> _Task statement_
Format all the records below as a numbered list, leaving out any blank lines, and omit the pictures from your answer.

> _Exercise material_
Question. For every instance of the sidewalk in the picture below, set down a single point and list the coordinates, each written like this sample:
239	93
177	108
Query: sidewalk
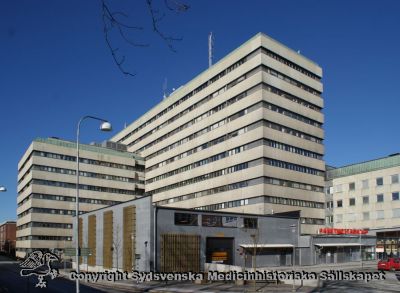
321	267
214	287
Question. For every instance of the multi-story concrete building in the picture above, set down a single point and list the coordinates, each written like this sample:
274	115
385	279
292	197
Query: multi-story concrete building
7	237
47	188
366	196
246	135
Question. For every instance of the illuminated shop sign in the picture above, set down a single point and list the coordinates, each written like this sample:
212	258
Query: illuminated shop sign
341	231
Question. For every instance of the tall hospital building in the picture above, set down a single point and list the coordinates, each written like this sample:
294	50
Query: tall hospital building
246	135
47	188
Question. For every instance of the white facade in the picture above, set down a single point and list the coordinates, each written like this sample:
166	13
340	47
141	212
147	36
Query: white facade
46	189
246	135
366	195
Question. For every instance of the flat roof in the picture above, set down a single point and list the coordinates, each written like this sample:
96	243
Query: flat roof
175	94
87	147
285	245
277	215
341	244
364	167
8	222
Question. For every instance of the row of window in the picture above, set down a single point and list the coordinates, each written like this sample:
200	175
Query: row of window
86	174
293	202
292	81
291	97
312	221
190	219
292	149
68	198
224	205
230	119
236	168
394	179
365	216
365	199
293	167
187	96
203	177
291	114
219	108
293	132
242	184
192	108
290	64
206	145
47	211
217	77
204	131
45	225
234	151
239	132
45	237
137	167
137	191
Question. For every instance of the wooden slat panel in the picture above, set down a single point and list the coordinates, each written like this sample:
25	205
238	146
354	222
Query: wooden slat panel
108	239
129	231
180	252
80	237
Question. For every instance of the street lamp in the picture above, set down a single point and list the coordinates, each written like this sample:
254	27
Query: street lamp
133	252
105	126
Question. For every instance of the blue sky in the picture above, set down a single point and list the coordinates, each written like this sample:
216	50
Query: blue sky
55	67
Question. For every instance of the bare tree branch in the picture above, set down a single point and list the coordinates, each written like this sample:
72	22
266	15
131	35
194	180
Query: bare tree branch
112	21
176	6
156	18
109	22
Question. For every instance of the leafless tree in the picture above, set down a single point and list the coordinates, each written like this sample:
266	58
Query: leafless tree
119	21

> _Task answer_
1. Question. For every instance of the sidewalk in the picture below, set down a single point and list the coordinates, each written like this sample:
2. 239	93
3. 177	108
4. Query: sidewalk
5. 321	267
6. 214	287
7. Question. For every instance of the multi-story concrete building in the picture above, set down a single point and list the coordinates, each written like this sample:
8. 274	115
9. 385	279
10. 292	197
11. Query: multi-story concrete building
12. 7	237
13. 47	188
14. 366	196
15. 246	135
16. Question. For every instance of the illuminated shop sign in the picture above, set down a single point and list the coordinates, each written like this sample:
17. 212	258
18. Query: illuminated shop sign
19. 341	231
20. Question. For every instance of the tall hospital building in the picture above, set down a single point and list the coordinates, each written like this sample:
21. 294	50
22. Query: tall hospital building
23. 246	135
24. 47	188
25. Question. For every instance of the white facade in the picture above, set down a single point and list the coordinates, each written like this sample:
26. 166	13
27. 340	47
28. 141	212
29. 147	36
30. Query: white facade
31. 46	189
32. 246	135
33. 366	195
34. Question. For every instance of the flat roof in the picture above, set down a single point and list the coordinates, each written like this sample:
35. 96	243
36. Query: flat roof
37. 175	94
38. 87	147
39. 285	245
40. 277	215
41. 341	244
42. 364	167
43. 8	222
44. Question. For every instance of the row of window in the picture above, set down a single point and list the coordinates, each written like this sample:
45. 200	175
46. Query: row of window
47. 86	174
48. 293	202
49. 292	81
50. 291	97
51. 312	221
52. 190	219
53. 292	149
54. 68	198
55. 224	205
56. 230	119
57. 236	168
58. 394	179
59. 365	216
60. 365	199
61. 293	167
62. 187	96
63. 203	177
64. 291	114
65. 219	108
66. 293	132
67. 242	184
68. 192	108
69. 290	64
70. 206	145
71. 47	211
72. 217	77
73. 204	131
74. 45	225
75. 234	151
76. 239	132
77. 45	237
78. 137	167
79. 137	191
80. Question. For every instance of the wooden slat panel in the picture above, set down a single point and list the coordinates, each written like this sample:
81. 25	205
82. 238	146
83. 354	222
84. Query: wooden slat panel
85. 108	239
86. 129	231
87. 180	252
88. 80	237
89. Question. For every instance of the street lamp in the picture above, set down a single point and list the coordinates, each written like this sample:
90. 254	27
91. Query: street lamp
92. 133	252
93. 105	126
94. Question. For every instance of the blue sky in the picture above, set down a single point and list the coordinates, each written like this sample:
95. 216	50
96. Query: blue sky
97. 55	67
98. Question. For every instance of the bare tree branch in the picture above, set down a single point and list the coordinates, each written like this sample:
99. 72	22
100. 266	15
101. 131	35
102. 194	180
103. Query: bare tree branch
104. 112	21
105. 176	6
106. 156	18
107. 109	22
108. Question. For every instance of the leafless tree in the picture above, set down a single point and list the coordinates, each written like this sample:
109. 266	58
110. Query: leafless tree
111. 119	21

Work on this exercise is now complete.